▶ _Information_:
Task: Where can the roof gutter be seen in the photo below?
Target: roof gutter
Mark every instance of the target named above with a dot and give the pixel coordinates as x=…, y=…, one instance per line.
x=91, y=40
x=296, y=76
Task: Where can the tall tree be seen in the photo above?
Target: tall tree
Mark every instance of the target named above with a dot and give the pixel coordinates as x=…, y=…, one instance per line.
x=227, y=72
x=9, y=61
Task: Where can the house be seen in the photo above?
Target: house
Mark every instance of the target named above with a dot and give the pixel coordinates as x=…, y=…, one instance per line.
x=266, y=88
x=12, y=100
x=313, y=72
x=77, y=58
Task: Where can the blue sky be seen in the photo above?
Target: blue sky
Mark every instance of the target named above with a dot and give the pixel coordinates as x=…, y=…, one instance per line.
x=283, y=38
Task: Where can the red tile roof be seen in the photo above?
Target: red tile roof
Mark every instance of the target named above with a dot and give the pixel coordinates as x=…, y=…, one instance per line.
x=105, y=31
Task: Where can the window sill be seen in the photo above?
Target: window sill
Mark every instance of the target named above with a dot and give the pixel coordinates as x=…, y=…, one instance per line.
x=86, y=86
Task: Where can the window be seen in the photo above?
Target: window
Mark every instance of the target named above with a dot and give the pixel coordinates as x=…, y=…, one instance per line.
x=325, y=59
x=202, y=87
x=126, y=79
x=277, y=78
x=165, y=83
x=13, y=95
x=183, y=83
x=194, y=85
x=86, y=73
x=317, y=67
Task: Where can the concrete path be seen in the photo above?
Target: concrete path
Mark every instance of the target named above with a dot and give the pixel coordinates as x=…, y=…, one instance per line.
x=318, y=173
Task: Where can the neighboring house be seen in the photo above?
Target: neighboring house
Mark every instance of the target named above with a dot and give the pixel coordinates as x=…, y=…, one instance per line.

▶ _Work task_: Retype exactly, please, only the lines of the entries that run from the one containing "Task: Where can the window be" to the last.

▶ _Your response_:
Task: Where can the window be seen in the photo above?
Target: window
Mark every instance of the target named above with a dot and give the pixel coordinates as x=…, y=…, one instance per line.
x=325, y=59
x=202, y=87
x=126, y=79
x=277, y=78
x=165, y=83
x=13, y=95
x=183, y=83
x=194, y=85
x=86, y=73
x=317, y=67
Task: Where can the concrete path be seen in the photo above?
Target: concrete path
Mark every instance of the target named above with a dot and give the pixel coordinates as x=…, y=…, one instance per line.
x=318, y=173
Task: Where can the neighboring house be seen in the photo above?
Target: neighboring house
Mark every instance of the target named above with a dot and give the pixel coordinates as x=…, y=…, one instance per line.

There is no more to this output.